TEXT FOR ANALYSIS –
When parents take their children to the zoo, there are usually signs up saying things like “don’t feed the animals” or “avoid petting the animals.” For the most part, the signs are there for safety precautions that protect both people and the animals. However, for those who like to go to county fairs and pet the pigs, it would be in a person’s best interest not to pet the pigs.
That is the message health officials passed along to county and state visitors on Thursday because they reported a five-fold increase in cases dealing with a new strain of swine flu. The disease is passed from pigs to people and most of the cases seemed to be linked to fairs, most likely due to the fact that visitors tend to be in close contact with infected pigs.
Dr. Joseph Bresee of the Centers for Disease Control and Prevention said that “this is not a pandemic situation.” This particular flu has only mild symptoms and so far, it’s not really spreading from person to person. However, Bresee points out that the flu can be a risk for some, so people should remain cautious whenever possible.
Bresee, the agency’s chief of influenza epidemiology, continued to say that thanks to a wave of new cases reported in Ohio and Indiana, the count increased largely from 29 a week ago to 158 this week. The most infected patients were children – most likely because many were working closely visiting, displaying and raising pigs at these agricultural fairs. He also said to reporters during a conference call that the recent cases include one in Hawaii and one in Illinois, 30 in Ohio and 113 in Indiana.

Items from a data source –
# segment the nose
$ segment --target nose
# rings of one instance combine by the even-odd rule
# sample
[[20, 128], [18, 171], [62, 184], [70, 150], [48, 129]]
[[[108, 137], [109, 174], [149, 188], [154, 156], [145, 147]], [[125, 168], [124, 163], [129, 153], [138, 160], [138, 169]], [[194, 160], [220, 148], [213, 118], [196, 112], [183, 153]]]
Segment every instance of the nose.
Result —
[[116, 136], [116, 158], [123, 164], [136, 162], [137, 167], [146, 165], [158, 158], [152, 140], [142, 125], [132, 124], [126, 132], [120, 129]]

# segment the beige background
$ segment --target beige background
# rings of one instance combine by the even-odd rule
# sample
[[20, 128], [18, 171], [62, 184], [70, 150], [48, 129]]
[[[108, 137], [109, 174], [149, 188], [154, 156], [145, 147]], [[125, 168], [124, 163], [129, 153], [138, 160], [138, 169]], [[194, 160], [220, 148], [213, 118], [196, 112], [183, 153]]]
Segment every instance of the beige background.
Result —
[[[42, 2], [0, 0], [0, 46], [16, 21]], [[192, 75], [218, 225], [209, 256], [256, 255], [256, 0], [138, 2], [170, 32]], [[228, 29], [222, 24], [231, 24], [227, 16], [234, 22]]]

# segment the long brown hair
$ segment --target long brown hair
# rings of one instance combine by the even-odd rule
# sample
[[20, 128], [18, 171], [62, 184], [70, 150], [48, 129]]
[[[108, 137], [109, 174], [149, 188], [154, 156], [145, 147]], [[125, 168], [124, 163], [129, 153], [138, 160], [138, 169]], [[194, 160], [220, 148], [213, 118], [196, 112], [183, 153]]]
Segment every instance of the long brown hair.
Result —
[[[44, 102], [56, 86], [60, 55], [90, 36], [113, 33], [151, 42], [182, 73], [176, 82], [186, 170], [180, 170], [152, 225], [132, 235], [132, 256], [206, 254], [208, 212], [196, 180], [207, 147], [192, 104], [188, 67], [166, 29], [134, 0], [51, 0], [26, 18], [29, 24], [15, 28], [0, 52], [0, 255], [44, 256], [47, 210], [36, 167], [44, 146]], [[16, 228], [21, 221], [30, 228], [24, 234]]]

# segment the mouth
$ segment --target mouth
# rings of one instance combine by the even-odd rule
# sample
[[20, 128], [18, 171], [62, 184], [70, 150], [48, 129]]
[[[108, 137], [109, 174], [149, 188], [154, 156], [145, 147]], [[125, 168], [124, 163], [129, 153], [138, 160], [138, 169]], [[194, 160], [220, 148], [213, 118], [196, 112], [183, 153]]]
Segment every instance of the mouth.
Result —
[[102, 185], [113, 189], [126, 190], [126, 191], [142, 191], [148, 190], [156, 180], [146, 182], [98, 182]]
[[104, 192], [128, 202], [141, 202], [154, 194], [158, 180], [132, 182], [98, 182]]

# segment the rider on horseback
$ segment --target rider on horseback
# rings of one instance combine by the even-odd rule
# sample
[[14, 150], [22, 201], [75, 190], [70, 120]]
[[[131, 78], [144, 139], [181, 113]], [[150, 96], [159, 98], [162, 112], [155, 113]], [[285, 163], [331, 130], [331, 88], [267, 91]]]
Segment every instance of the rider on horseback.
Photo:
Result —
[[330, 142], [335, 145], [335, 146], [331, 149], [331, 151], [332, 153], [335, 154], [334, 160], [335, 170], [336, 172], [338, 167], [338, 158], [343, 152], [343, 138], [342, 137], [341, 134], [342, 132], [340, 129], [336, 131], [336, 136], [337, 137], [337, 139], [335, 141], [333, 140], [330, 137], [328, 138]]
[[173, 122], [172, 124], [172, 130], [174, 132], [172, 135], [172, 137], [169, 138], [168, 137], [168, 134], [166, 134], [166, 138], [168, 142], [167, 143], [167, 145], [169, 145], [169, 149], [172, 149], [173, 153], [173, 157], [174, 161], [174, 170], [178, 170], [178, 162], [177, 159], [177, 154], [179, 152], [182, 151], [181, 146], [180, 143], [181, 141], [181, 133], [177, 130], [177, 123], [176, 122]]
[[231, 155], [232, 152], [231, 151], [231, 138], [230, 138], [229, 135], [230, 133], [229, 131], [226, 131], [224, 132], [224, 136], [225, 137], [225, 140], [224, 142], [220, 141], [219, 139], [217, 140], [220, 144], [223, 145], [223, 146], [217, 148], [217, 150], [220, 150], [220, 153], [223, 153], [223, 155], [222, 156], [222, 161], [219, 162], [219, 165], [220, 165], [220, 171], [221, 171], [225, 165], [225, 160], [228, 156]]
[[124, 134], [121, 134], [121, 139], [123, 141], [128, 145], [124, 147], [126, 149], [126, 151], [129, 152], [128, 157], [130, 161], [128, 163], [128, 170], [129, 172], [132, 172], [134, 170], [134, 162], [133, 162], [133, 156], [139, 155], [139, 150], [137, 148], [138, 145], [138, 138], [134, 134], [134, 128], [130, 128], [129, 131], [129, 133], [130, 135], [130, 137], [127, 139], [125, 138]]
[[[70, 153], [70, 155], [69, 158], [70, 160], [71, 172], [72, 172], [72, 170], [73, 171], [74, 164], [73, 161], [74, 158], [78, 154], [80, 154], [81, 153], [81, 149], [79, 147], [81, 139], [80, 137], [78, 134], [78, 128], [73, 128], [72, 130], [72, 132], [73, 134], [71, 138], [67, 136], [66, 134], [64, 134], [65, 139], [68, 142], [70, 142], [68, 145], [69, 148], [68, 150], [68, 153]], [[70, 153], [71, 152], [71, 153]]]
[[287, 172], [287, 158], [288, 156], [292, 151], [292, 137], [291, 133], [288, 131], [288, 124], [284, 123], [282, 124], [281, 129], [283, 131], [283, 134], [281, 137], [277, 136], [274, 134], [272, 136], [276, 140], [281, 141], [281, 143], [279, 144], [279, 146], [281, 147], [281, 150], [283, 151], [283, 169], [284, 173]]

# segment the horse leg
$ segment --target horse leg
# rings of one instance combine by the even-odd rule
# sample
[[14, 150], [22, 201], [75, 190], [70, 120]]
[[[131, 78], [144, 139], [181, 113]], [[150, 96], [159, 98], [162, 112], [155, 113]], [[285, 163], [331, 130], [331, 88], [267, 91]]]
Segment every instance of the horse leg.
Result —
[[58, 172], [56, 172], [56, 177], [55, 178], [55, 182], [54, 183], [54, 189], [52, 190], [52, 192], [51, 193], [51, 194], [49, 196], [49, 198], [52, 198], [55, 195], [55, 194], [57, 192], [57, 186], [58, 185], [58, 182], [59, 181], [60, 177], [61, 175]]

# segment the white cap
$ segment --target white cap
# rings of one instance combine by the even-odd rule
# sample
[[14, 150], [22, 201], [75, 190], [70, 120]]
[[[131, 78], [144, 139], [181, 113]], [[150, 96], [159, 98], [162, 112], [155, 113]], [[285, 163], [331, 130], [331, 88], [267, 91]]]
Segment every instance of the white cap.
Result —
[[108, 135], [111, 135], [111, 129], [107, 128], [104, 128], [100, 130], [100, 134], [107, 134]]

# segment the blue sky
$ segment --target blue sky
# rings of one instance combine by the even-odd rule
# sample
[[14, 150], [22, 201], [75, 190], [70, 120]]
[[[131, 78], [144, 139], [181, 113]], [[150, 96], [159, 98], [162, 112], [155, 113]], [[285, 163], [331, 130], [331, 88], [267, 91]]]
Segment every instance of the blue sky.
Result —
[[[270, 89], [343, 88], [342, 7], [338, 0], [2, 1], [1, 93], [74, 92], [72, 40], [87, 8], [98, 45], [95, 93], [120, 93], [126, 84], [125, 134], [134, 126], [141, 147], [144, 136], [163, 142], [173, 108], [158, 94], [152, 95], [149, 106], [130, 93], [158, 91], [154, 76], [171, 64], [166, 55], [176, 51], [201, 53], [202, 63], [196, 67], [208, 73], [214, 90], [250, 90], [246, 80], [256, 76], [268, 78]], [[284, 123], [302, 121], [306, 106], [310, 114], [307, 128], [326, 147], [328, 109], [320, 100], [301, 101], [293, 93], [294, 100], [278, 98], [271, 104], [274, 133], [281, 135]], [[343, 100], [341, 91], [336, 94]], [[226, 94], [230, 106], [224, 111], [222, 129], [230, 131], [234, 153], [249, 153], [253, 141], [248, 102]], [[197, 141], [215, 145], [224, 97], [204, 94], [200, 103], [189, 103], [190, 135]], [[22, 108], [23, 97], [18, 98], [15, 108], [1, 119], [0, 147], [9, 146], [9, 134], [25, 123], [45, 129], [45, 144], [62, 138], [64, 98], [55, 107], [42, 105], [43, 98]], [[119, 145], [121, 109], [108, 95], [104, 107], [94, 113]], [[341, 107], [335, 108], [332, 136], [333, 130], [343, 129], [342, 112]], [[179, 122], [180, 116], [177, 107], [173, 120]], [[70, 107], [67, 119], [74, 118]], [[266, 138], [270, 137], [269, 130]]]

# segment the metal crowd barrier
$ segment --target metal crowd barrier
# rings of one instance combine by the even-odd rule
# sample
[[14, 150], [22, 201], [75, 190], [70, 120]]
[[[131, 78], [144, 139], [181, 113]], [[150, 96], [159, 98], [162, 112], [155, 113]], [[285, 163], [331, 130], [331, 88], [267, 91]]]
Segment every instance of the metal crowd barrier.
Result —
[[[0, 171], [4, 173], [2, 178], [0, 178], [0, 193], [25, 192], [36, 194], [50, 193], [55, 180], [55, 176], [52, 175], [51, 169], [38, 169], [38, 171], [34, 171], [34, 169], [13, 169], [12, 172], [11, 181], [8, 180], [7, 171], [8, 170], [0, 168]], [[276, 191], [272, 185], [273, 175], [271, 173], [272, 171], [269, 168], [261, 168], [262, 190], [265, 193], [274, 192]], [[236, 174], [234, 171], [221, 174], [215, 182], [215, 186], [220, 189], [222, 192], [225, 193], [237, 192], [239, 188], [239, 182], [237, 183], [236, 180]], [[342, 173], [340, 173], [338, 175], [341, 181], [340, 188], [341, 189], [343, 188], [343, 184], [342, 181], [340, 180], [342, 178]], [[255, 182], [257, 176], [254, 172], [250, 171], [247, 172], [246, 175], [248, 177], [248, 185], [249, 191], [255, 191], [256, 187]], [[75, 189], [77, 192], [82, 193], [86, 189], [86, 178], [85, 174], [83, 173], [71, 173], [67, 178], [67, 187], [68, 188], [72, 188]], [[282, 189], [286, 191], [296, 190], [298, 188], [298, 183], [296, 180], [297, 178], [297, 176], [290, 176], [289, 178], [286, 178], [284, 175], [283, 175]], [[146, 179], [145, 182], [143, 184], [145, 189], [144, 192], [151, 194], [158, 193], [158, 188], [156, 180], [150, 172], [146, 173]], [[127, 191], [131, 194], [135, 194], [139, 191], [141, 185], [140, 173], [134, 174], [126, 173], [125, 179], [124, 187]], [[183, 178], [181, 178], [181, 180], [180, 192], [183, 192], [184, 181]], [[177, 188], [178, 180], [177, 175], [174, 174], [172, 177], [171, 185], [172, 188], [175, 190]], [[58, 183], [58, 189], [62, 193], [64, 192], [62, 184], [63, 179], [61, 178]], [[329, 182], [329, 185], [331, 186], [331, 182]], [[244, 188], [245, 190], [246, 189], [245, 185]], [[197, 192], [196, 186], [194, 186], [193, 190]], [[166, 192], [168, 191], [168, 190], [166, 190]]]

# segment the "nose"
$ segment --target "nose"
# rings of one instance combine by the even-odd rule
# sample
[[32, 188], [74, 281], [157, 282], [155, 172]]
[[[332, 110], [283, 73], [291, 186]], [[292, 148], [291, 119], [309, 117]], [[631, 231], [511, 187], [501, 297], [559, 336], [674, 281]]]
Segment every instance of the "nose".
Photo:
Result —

ACTIVITIES –
**A)** Answer these questions about the swine flu article:
(i) Which agency is Dr. Joseph Bresee with?
(ii) How many of the recent cases were in Indiana?
(iii) What was the case count a week earlier, and what was it this week?
**B)** Write the next part of the swine flu article, picking up after its final paragraph.

OUTPUTS FOR THE TASKS –
**A)**
(i) The Centers for Disease Control and Prevention.
(ii) 113.
(iii) It was 29 a week earlier and 158 this week.

**B)**
Officials in Indiana reported that on Thursday afternoon, they had an additional seven more confirmed cases; even more than Bresee noted. This would raise the total to 165 and demonstrate that the count is changing rapidly. A reason for this is diagnosis of cases in the last week have been quicker because confirmation of a case no longer has to be sent out to the CDC for testing. The process is now quicker because the CDC has passed along their test kits so states can run their own tests in confirming cases of swine flu.
Good news is that this flu does not seem unusually dangerous and that though two recent cases had patients hospitalized but both recovered and were discharged, the majority infected had mild cases and no one died, according to Bresee. Also, he pointed out that since recent cases appear to have been spread from pigs to humans, the disease is not very contagious between person-to-person.
Bresse does suggest that in coming weeks, there might be a very small number of cases reported where the disease is spread from one person to another. Diseases sometimes mutate and when they do, it can cause, for example, the disease changing from catching it through contact only to now becoming airborne.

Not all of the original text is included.